» **WHAT IS EXPECTED**
Write out all of the following items again word for word, leaving every line and character unchanged.
*** SUPPLIED RECORDS ***
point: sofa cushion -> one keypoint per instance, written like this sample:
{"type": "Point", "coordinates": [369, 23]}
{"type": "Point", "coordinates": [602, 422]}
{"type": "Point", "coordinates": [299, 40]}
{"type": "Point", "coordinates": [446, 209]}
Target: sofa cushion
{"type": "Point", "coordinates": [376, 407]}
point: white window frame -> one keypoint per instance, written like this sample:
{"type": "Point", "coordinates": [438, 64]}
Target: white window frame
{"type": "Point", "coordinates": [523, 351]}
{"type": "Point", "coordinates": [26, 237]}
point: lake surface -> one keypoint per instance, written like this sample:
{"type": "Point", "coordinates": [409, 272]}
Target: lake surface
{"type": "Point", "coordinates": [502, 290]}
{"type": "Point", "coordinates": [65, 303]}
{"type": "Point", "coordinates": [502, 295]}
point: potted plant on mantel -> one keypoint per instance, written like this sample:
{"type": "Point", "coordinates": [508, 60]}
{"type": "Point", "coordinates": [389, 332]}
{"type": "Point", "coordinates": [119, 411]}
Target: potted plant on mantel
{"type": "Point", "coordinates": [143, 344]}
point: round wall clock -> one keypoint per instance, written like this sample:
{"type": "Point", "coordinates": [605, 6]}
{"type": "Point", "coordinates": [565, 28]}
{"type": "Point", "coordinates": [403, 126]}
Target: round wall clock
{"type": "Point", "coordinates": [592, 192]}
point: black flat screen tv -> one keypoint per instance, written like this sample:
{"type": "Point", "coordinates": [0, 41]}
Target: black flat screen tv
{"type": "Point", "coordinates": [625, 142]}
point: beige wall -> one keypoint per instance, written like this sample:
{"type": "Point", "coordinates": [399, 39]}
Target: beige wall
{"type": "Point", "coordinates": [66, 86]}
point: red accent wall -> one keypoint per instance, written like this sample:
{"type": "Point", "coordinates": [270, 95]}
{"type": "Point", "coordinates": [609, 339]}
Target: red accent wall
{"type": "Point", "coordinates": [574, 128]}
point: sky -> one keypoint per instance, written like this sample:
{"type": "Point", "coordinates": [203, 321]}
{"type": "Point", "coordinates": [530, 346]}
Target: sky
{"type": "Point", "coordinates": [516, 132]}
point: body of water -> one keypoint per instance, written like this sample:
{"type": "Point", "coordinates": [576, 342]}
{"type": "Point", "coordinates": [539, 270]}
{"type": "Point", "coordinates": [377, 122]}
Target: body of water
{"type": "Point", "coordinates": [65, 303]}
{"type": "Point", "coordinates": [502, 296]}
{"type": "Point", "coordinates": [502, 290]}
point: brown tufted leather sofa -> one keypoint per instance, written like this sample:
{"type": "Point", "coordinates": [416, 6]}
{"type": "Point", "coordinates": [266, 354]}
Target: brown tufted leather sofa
***
» **REPLY TO THE TASK**
point: sofa cushion -> one keypoint per instance, written like this sample:
{"type": "Point", "coordinates": [369, 23]}
{"type": "Point", "coordinates": [602, 422]}
{"type": "Point", "coordinates": [299, 40]}
{"type": "Point", "coordinates": [446, 209]}
Target: sofa cushion
{"type": "Point", "coordinates": [376, 407]}
point: white window frame -> one keypoint per instance, written like this sample:
{"type": "Point", "coordinates": [438, 64]}
Target: white window frame
{"type": "Point", "coordinates": [523, 351]}
{"type": "Point", "coordinates": [26, 237]}
point: lake surface -> one keypoint per instance, written like this sample:
{"type": "Point", "coordinates": [409, 272]}
Target: lake surface
{"type": "Point", "coordinates": [502, 290]}
{"type": "Point", "coordinates": [65, 303]}
{"type": "Point", "coordinates": [502, 295]}
point: potted plant on mantel -> one keypoint per instance, written like this sample:
{"type": "Point", "coordinates": [508, 60]}
{"type": "Point", "coordinates": [389, 332]}
{"type": "Point", "coordinates": [119, 411]}
Target: potted plant on mantel
{"type": "Point", "coordinates": [143, 344]}
point: round wall clock -> one keypoint per instance, written like this sample:
{"type": "Point", "coordinates": [605, 6]}
{"type": "Point", "coordinates": [565, 28]}
{"type": "Point", "coordinates": [403, 126]}
Target: round wall clock
{"type": "Point", "coordinates": [592, 192]}
point: black flat screen tv -> one keypoint per instance, written like this sample:
{"type": "Point", "coordinates": [0, 41]}
Target: black flat screen tv
{"type": "Point", "coordinates": [625, 142]}
point: beige wall -> one keypoint per instance, written like this sample:
{"type": "Point", "coordinates": [399, 39]}
Target: beige wall
{"type": "Point", "coordinates": [66, 86]}
point: red accent wall -> one keypoint per instance, written like this sample:
{"type": "Point", "coordinates": [270, 95]}
{"type": "Point", "coordinates": [609, 339]}
Target: red accent wall
{"type": "Point", "coordinates": [574, 128]}
point: sky -> one keypoint per instance, written like this sample:
{"type": "Point", "coordinates": [203, 321]}
{"type": "Point", "coordinates": [530, 346]}
Target: sky
{"type": "Point", "coordinates": [516, 132]}
point: body of water -> one keypoint per instance, written like this sample:
{"type": "Point", "coordinates": [576, 342]}
{"type": "Point", "coordinates": [539, 270]}
{"type": "Point", "coordinates": [377, 122]}
Target: body of water
{"type": "Point", "coordinates": [65, 303]}
{"type": "Point", "coordinates": [502, 296]}
{"type": "Point", "coordinates": [502, 290]}
point: brown tufted leather sofa -> one keypoint per instance, written like this sample:
{"type": "Point", "coordinates": [416, 6]}
{"type": "Point", "coordinates": [266, 354]}
Target: brown tufted leather sofa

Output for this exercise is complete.